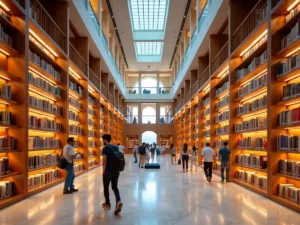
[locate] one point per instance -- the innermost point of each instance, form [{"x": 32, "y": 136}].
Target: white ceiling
[{"x": 174, "y": 20}]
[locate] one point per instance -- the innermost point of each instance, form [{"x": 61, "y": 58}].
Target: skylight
[
  {"x": 148, "y": 48},
  {"x": 148, "y": 15}
]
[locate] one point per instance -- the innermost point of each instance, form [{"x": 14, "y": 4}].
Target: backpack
[
  {"x": 117, "y": 163},
  {"x": 142, "y": 150}
]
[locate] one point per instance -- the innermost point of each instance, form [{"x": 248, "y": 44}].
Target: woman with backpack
[
  {"x": 173, "y": 154},
  {"x": 194, "y": 154},
  {"x": 185, "y": 157}
]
•••••
- YOUR TASK -
Reproduce all of the lines above, including the requests, but shift every coordinate in the answers by adding 145 to each x and y value; leave the format samples inside the requests unchanged. Leave out the pictures.

- TASK OUTPUT -
[locate] one point per instance -- the innermost point of each instance, form [{"x": 32, "y": 136}].
Target: white ceiling
[{"x": 319, "y": 165}]
[locate] one point per instance -- the innermost point of each instance, form [{"x": 61, "y": 58}].
Target: skylight
[
  {"x": 293, "y": 193},
  {"x": 293, "y": 160}
]
[locate] one point per instance -- the innermost point of each instance, form [{"x": 14, "y": 4}].
Target: backpack
[
  {"x": 262, "y": 308},
  {"x": 287, "y": 295}
]
[locate] one point per instance -- the innermost point of each instance, form [{"x": 248, "y": 44}].
Target: woman with backpack
[
  {"x": 318, "y": 299},
  {"x": 339, "y": 299},
  {"x": 330, "y": 302}
]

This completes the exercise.